Study questions:
1 - In the hospitality passage, what was the new "Homely Hobos" video titled?
2 - Return everything in the hospitality passage from "Our enormous table" down to "to His people.".
3 - Carry the hospitality passage forward from its final sentence.

Provided text:
⟨
Our enormous table was full for breakfast this morning. Seeing it full makes me smile. So many extras—and yet they belong. Hospitality, we call it, and it is highly praised in scripture—from the time of Abraham, who begged three strangers to allow him to prepare a feast for them to the time of Lydia, who prevailed upon Paul and his companions to bless her home with their presence. God opens our hearts and homes to His people.
Following a war against unwanted timber and green briar, which left us scathed but triumphant, and a conflagration in which we burned the bodies of the enemy, we leapt back into the filming mode and created another “Homely Hobos” video, this one titled, “Wheel Work 4 Food”.
⟩
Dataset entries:
⟨
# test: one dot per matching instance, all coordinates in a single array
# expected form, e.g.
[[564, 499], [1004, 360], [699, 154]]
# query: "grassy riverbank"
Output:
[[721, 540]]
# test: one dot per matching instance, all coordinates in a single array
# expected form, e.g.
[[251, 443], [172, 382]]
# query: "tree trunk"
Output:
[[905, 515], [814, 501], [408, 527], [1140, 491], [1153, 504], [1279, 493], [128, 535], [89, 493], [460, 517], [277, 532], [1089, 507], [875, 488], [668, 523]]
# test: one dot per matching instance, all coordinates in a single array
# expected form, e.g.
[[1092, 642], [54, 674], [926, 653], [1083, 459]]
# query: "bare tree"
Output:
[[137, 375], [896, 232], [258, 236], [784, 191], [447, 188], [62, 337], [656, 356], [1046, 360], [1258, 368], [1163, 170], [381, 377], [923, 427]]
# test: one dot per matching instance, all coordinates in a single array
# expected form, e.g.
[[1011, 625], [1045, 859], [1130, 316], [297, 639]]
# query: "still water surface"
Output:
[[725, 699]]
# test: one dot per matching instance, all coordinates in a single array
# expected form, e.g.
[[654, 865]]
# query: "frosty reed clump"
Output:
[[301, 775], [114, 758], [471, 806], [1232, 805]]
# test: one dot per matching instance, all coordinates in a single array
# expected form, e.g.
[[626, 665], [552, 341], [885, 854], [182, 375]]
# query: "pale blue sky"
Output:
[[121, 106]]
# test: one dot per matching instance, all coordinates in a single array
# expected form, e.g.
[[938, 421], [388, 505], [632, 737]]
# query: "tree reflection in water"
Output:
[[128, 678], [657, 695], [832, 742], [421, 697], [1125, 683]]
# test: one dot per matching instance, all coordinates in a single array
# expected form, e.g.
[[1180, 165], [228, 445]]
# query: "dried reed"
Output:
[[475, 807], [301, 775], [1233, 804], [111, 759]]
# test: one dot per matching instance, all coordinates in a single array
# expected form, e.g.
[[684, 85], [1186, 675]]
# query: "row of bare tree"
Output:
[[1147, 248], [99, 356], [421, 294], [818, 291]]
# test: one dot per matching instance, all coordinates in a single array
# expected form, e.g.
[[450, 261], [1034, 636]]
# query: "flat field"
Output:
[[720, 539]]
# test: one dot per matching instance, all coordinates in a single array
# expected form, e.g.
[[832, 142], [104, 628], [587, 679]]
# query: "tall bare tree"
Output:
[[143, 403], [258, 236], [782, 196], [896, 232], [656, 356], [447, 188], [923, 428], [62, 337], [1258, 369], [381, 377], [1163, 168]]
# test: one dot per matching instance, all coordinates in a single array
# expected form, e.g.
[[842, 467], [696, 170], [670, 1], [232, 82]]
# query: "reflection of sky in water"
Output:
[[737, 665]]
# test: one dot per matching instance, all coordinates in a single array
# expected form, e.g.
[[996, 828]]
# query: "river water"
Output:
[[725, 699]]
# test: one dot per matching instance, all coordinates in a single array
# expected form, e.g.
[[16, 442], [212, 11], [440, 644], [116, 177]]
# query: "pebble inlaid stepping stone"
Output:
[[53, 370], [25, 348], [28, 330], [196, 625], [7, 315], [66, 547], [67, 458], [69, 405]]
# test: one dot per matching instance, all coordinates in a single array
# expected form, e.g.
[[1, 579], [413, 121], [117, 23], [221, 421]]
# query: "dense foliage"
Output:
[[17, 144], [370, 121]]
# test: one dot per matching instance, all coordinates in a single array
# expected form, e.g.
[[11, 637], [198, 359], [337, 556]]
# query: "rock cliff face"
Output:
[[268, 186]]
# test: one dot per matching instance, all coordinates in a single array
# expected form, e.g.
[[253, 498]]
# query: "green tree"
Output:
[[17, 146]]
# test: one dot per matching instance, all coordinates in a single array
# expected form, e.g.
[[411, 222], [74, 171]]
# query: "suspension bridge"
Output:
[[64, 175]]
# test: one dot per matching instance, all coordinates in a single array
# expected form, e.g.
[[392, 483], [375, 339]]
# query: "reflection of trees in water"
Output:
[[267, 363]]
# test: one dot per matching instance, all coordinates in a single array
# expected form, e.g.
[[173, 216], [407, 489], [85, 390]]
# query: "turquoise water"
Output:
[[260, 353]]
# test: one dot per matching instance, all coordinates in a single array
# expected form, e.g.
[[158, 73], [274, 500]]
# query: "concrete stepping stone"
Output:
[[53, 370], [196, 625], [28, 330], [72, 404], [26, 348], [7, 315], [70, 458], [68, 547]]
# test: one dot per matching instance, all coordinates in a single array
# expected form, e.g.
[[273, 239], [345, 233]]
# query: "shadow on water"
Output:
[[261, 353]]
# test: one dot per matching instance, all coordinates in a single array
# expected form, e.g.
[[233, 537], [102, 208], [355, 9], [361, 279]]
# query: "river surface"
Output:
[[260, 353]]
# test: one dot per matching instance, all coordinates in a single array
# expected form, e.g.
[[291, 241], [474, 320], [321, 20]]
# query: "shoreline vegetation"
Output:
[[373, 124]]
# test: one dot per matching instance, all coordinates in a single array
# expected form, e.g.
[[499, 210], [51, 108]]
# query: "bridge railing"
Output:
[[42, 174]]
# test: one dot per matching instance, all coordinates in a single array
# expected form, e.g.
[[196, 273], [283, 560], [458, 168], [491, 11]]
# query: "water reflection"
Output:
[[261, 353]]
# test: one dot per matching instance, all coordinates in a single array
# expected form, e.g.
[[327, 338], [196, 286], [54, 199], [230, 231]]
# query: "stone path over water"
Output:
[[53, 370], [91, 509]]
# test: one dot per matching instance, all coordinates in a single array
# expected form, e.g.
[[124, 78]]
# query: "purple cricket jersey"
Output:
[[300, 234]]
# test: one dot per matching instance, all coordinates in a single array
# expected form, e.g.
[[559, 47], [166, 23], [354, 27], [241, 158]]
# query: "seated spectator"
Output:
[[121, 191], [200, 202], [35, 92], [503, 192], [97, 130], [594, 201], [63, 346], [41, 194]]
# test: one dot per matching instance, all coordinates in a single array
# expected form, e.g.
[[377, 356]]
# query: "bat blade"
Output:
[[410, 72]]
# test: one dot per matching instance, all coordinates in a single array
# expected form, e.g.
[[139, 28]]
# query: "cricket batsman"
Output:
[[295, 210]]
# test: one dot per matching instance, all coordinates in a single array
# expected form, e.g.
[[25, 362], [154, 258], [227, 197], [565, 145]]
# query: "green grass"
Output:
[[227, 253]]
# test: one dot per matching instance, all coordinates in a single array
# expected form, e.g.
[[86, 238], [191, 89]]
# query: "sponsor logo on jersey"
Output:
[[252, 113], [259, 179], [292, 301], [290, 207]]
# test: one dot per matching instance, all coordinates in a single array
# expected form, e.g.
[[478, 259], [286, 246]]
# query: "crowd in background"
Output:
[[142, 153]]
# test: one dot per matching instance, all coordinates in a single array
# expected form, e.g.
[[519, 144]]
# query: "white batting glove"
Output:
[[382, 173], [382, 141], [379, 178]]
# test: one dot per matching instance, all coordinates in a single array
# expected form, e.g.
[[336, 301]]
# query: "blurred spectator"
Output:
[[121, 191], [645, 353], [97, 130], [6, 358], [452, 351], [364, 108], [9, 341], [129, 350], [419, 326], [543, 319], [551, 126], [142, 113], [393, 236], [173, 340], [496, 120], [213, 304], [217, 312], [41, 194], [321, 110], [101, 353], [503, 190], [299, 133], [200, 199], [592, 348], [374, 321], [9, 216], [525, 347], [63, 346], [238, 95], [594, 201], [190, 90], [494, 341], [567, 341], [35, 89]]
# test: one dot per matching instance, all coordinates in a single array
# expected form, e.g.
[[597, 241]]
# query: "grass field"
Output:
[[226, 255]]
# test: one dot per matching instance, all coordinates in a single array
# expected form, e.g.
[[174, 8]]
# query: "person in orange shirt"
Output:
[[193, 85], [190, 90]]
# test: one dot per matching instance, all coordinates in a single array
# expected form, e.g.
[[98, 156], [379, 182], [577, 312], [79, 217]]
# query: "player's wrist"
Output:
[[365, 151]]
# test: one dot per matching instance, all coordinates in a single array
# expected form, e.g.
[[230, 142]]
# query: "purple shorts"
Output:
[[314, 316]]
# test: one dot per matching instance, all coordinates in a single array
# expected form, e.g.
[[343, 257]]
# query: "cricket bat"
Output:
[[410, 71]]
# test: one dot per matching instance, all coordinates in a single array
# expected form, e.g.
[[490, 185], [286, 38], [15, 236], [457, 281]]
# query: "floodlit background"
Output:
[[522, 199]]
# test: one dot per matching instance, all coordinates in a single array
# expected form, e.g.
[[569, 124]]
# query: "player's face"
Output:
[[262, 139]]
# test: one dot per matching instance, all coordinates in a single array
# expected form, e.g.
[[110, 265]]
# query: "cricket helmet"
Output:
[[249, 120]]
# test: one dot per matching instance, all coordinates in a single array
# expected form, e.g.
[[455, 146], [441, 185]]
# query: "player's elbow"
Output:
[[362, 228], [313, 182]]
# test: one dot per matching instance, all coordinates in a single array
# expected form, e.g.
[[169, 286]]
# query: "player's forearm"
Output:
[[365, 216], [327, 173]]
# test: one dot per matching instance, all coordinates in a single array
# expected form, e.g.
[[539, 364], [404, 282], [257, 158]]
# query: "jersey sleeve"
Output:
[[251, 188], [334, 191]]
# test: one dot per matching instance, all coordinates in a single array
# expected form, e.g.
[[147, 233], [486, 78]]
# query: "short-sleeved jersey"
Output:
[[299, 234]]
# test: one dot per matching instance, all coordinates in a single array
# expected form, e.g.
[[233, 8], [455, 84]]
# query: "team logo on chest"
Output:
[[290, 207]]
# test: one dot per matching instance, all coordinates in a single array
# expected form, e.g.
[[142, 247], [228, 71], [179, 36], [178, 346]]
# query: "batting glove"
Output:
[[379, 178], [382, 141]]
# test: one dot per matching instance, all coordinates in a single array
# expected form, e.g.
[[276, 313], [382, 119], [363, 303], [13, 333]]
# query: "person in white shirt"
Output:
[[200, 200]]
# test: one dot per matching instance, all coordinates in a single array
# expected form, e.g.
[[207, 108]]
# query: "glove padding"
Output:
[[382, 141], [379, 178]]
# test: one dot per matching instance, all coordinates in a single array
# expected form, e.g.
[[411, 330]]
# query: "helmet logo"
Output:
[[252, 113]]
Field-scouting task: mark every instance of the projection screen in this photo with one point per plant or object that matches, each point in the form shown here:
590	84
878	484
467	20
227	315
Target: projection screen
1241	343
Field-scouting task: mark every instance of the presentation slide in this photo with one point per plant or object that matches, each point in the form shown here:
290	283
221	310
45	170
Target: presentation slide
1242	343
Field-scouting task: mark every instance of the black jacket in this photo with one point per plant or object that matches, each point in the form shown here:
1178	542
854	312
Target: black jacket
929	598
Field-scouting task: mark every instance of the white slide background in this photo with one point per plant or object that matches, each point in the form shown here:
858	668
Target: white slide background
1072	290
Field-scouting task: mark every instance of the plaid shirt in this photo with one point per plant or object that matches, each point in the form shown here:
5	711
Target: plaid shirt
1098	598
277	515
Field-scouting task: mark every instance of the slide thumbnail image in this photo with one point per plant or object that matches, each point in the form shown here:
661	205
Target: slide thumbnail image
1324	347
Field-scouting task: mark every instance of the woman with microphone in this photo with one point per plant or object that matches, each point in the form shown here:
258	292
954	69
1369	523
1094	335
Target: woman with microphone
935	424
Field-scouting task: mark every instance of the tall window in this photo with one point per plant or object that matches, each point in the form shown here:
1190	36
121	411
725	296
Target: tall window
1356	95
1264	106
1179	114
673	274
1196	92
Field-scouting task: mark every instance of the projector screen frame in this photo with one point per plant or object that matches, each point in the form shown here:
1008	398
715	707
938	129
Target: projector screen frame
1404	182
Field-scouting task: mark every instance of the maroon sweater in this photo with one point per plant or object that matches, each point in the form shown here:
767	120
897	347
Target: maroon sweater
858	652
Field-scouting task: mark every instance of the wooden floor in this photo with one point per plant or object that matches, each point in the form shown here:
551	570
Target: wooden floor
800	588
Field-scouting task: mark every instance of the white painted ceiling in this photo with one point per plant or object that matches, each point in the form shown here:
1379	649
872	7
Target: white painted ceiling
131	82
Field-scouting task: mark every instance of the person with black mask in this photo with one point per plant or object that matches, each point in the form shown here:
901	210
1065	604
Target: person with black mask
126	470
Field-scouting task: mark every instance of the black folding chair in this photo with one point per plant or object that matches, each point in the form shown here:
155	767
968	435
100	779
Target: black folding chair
⟩
Set of answers:
1 - It was titled "Wheel Work 4 Food."

2 -
Our enormous table was full for breakfast this morning. Seeing it full makes me smile. So many extras—and yet they belong. Hospitality, we call it, and it is highly praised in scripture—from the time of Abraham, who begged three strangers to allow him to prepare a feast for them to the time of Lydia, who prevailed upon Paul and his companions to bless her home with their presence. God opens our hearts and homes to His people.

3 -
The Lord brought home to me a foolishness in which I'd been indulging: that somehow, those who have suffered a disappointment, an emotional wound, a sorrow, a loss, are less able to love fully. What an immature and ungodly sentiment! Here I sit, a testimony to the fact that what God has healed is healed. What God has restored is restored. What God rebuilds is rebuilt. What God plans is better. Am I any less able to give, through God’s strength, the same sacrificial love? It is only through His power I can offer it in the first place. And who am I to look down on someone else, judging them as having not guarded their heart or having run ahead of the Lord and so unworthy of His blessings? None of us are worthy of His blessings. None of us are untainted, unscarred, without disappointment. It is healed wounds, perfected disappointments, rebuilt dreams that make our ashes something beautiful and notable as God’s work.
Lord, I find I judge my brothers,
Take note of the wounds of others,
Seeing them as somehow weak
Forgetting it’s the sick Thou seeks.
And have I no wounds of my own
That are treasure to be shown?
For what Thou heals are healed, Lord,
And strengthened by Thy saving word.